Data for review: Begin
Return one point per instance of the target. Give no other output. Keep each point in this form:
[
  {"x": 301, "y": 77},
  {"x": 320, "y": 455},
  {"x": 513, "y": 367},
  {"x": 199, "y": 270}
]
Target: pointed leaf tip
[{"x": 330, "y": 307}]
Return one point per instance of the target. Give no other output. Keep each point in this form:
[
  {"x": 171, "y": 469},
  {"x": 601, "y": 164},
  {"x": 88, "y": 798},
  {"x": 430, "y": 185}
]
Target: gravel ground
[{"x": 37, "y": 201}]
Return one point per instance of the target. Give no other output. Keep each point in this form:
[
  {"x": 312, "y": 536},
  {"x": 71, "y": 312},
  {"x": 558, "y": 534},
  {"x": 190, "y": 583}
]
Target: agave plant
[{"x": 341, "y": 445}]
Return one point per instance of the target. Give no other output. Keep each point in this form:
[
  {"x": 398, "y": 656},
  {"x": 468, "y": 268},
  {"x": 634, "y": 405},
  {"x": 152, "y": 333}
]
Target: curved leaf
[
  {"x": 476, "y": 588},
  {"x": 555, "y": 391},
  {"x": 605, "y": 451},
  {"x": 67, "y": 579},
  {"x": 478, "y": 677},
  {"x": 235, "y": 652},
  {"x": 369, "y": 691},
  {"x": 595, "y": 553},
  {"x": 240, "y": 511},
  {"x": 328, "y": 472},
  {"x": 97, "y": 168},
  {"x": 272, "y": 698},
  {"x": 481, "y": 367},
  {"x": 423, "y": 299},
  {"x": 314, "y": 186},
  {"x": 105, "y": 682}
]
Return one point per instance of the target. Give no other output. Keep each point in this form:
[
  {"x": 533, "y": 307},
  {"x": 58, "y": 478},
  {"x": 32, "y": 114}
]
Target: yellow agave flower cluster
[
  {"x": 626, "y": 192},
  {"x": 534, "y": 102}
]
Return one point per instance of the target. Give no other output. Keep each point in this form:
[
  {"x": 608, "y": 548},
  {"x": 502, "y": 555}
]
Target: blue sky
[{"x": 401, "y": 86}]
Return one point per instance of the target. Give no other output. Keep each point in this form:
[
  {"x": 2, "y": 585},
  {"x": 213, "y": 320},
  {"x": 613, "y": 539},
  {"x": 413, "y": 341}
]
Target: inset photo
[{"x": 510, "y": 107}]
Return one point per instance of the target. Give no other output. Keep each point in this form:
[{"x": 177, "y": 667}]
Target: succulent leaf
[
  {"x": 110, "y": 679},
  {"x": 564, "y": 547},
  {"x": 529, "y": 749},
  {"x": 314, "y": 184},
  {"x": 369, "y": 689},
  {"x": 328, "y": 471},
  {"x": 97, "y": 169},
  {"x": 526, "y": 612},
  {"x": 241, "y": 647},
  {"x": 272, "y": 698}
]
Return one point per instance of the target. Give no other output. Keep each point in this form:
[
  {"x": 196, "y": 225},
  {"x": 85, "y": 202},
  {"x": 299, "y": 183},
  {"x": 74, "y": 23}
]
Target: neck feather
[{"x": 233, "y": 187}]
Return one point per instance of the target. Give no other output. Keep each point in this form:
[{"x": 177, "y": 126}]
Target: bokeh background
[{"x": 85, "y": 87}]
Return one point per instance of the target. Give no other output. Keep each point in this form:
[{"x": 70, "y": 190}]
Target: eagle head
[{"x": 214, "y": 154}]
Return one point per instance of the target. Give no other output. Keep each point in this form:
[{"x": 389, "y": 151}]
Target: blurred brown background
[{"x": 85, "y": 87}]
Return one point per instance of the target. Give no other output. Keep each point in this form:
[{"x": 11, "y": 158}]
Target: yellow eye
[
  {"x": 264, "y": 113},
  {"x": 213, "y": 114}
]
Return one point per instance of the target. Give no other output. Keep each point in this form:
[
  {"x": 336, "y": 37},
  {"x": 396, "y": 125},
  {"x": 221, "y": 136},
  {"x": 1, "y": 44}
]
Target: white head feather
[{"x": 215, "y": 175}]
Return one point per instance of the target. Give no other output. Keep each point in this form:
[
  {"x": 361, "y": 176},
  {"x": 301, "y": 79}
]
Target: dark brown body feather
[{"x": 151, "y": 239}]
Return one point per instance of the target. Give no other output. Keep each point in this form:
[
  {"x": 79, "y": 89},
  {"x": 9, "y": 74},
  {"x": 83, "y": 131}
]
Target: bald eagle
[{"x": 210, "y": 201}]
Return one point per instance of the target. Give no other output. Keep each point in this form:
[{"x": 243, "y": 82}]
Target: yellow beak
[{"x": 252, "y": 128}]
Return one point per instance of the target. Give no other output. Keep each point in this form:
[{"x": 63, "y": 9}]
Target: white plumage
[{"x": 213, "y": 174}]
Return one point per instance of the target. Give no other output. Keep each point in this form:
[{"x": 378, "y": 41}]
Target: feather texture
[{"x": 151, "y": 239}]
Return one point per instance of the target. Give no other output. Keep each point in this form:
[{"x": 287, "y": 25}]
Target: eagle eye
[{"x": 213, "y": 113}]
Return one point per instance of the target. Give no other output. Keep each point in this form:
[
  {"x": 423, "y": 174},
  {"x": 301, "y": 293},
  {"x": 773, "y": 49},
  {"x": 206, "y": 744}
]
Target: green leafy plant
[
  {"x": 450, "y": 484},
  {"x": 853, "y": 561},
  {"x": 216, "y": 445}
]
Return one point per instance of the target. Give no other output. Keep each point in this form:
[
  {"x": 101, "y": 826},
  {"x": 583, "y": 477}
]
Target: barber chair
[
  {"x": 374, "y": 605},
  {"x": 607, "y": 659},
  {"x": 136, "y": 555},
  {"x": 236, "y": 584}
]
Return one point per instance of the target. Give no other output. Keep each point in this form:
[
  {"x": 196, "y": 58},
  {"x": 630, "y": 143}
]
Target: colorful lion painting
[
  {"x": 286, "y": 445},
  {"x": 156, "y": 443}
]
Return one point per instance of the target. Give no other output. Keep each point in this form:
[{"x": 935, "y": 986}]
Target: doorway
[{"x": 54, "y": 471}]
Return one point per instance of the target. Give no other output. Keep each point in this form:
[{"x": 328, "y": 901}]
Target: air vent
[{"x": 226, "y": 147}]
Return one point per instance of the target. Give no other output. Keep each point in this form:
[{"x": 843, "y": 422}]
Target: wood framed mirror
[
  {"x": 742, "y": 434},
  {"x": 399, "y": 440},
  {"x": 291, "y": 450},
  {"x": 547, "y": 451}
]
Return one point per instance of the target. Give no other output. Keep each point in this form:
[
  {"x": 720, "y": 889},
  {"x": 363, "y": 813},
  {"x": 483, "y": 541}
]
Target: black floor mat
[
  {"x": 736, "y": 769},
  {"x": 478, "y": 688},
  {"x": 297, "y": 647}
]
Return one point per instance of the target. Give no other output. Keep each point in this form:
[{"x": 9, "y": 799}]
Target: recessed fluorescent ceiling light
Data for review: End
Exercise
Without leaving anything out, quote all the data.

Task output
Return one point per instance of the target. Give no other output. Keep each point in this form:
[
  {"x": 301, "y": 77},
  {"x": 320, "y": 455},
  {"x": 513, "y": 367},
  {"x": 199, "y": 270}
]
Target: pointed leaf tip
[{"x": 330, "y": 307}]
Return one point per instance of the target. Give no other output. Keep each point in this form:
[
  {"x": 171, "y": 469},
  {"x": 601, "y": 164},
  {"x": 88, "y": 798},
  {"x": 430, "y": 185}
]
Target: gravel ground
[{"x": 37, "y": 201}]
Return one point per instance of the target. Give no other output. Keep each point in this form:
[
  {"x": 312, "y": 536},
  {"x": 71, "y": 312},
  {"x": 558, "y": 534},
  {"x": 190, "y": 583}
]
Target: agave plant
[{"x": 341, "y": 445}]
Return one point per instance of the target. Give no other output. Keep each point in this form:
[
  {"x": 398, "y": 656},
  {"x": 468, "y": 268},
  {"x": 634, "y": 405},
  {"x": 152, "y": 333}
]
Target: curved leaf
[
  {"x": 476, "y": 588},
  {"x": 555, "y": 391},
  {"x": 605, "y": 451},
  {"x": 67, "y": 579},
  {"x": 478, "y": 677},
  {"x": 235, "y": 652},
  {"x": 369, "y": 691},
  {"x": 595, "y": 553},
  {"x": 240, "y": 511},
  {"x": 328, "y": 472},
  {"x": 97, "y": 168},
  {"x": 272, "y": 698},
  {"x": 481, "y": 367},
  {"x": 423, "y": 299},
  {"x": 314, "y": 186},
  {"x": 105, "y": 682}
]
Return one point per instance of the target. Give no other output. Keep each point in this form:
[
  {"x": 533, "y": 307},
  {"x": 58, "y": 478},
  {"x": 32, "y": 114}
]
Target: yellow agave flower cluster
[
  {"x": 626, "y": 192},
  {"x": 534, "y": 102}
]
Return one point per instance of the target. Give no other output. Keep each point in this form:
[
  {"x": 608, "y": 548},
  {"x": 502, "y": 555}
]
Target: blue sky
[{"x": 401, "y": 86}]
Return one point per instance of the target. Give no other output. Keep each point in this form:
[
  {"x": 2, "y": 585},
  {"x": 213, "y": 320},
  {"x": 613, "y": 539},
  {"x": 413, "y": 341}
]
Target: inset photo
[{"x": 510, "y": 107}]
Return one point per instance of the target. Give no other output. Keep each point in this form:
[{"x": 177, "y": 667}]
Target: succulent leaf
[
  {"x": 110, "y": 679},
  {"x": 564, "y": 547},
  {"x": 529, "y": 749},
  {"x": 314, "y": 184},
  {"x": 369, "y": 689},
  {"x": 328, "y": 471},
  {"x": 97, "y": 169},
  {"x": 526, "y": 612},
  {"x": 241, "y": 647},
  {"x": 272, "y": 698}
]
Return one point per instance of the target. Give no other output. Keep each point in this form:
[
  {"x": 196, "y": 225},
  {"x": 85, "y": 202},
  {"x": 299, "y": 183},
  {"x": 74, "y": 23}
]
Target: neck feather
[{"x": 233, "y": 187}]
Return one point per instance of the target. Give no other output. Keep each point in this form:
[{"x": 177, "y": 126}]
Target: bokeh background
[{"x": 85, "y": 87}]
Return one point per instance of the target. Give no other output. Keep each point in this form:
[{"x": 70, "y": 190}]
Target: eagle head
[{"x": 214, "y": 154}]
Return one point per instance of the target. Give no other output. Keep each point in this form:
[{"x": 389, "y": 151}]
Target: blurred brown background
[{"x": 85, "y": 87}]
Return one point per instance of the target. Give no other output. Keep each point in this form:
[{"x": 11, "y": 158}]
Target: yellow eye
[
  {"x": 264, "y": 113},
  {"x": 213, "y": 114}
]
Return one point per instance of the target. Give no other output. Keep each point in this form:
[
  {"x": 336, "y": 37},
  {"x": 396, "y": 125},
  {"x": 221, "y": 136},
  {"x": 1, "y": 44}
]
Target: white head feather
[{"x": 215, "y": 175}]
Return one point per instance of the target. Give no other output. Keep each point in this form:
[
  {"x": 361, "y": 176},
  {"x": 301, "y": 79}
]
Target: dark brown body feather
[{"x": 151, "y": 239}]
Return one point per instance of the target. Give no other output. Keep each point in this form:
[
  {"x": 79, "y": 89},
  {"x": 9, "y": 74},
  {"x": 83, "y": 131}
]
Target: bald eagle
[{"x": 210, "y": 201}]
Return one point per instance of the target. Give no other output. Keep each point in this form:
[{"x": 243, "y": 82}]
Target: yellow beak
[{"x": 252, "y": 128}]
Return one point per instance of the target. Give no other output. Keep each point in this form:
[{"x": 63, "y": 9}]
Target: white plumage
[{"x": 213, "y": 174}]
Return one point per instance of the target. Give no other output. Keep each point in this form:
[{"x": 378, "y": 41}]
Target: feather texture
[{"x": 151, "y": 239}]
Return one point per instance of the target. Give no other output. Keep each point in this form:
[{"x": 287, "y": 25}]
Target: eagle eye
[{"x": 213, "y": 113}]
Return one point per instance of the target. Give no other output. Keep each point in this form:
[
  {"x": 423, "y": 174},
  {"x": 301, "y": 293},
  {"x": 773, "y": 49},
  {"x": 206, "y": 744}
]
Target: green leafy plant
[
  {"x": 450, "y": 484},
  {"x": 853, "y": 561},
  {"x": 216, "y": 445}
]
Return one point per instance of the target. Give no other output. Keep each point in this form:
[
  {"x": 101, "y": 826},
  {"x": 583, "y": 477}
]
Target: barber chair
[
  {"x": 374, "y": 605},
  {"x": 607, "y": 659},
  {"x": 136, "y": 555},
  {"x": 236, "y": 584}
]
Return one point per instance of the target. Give no other output. Keep each point in this form:
[
  {"x": 196, "y": 58},
  {"x": 630, "y": 143}
]
Target: colorful lion painting
[
  {"x": 286, "y": 445},
  {"x": 156, "y": 443}
]
Return one point per instance of the target. Give no other output. Keep each point in this form:
[{"x": 935, "y": 986}]
Target: doorway
[{"x": 54, "y": 471}]
Return one point per instance of the target. Give no other output. Keep each point in this form:
[{"x": 328, "y": 901}]
Target: air vent
[{"x": 226, "y": 147}]
Return one point per instance of the target. Give no other output. Keep each point in this form:
[{"x": 843, "y": 422}]
Target: wood framed mirror
[
  {"x": 742, "y": 434},
  {"x": 399, "y": 440},
  {"x": 291, "y": 450},
  {"x": 547, "y": 451}
]
Return one point per instance of the target. Give no other output. Keep each point in this form:
[
  {"x": 720, "y": 889},
  {"x": 363, "y": 813},
  {"x": 483, "y": 541}
]
Target: black floor mat
[
  {"x": 736, "y": 769},
  {"x": 478, "y": 688},
  {"x": 297, "y": 647}
]
Return one point per instance of the target. Give no other output. Keep each point in this form:
[{"x": 9, "y": 799}]
Target: recessed fluorescent ceiling light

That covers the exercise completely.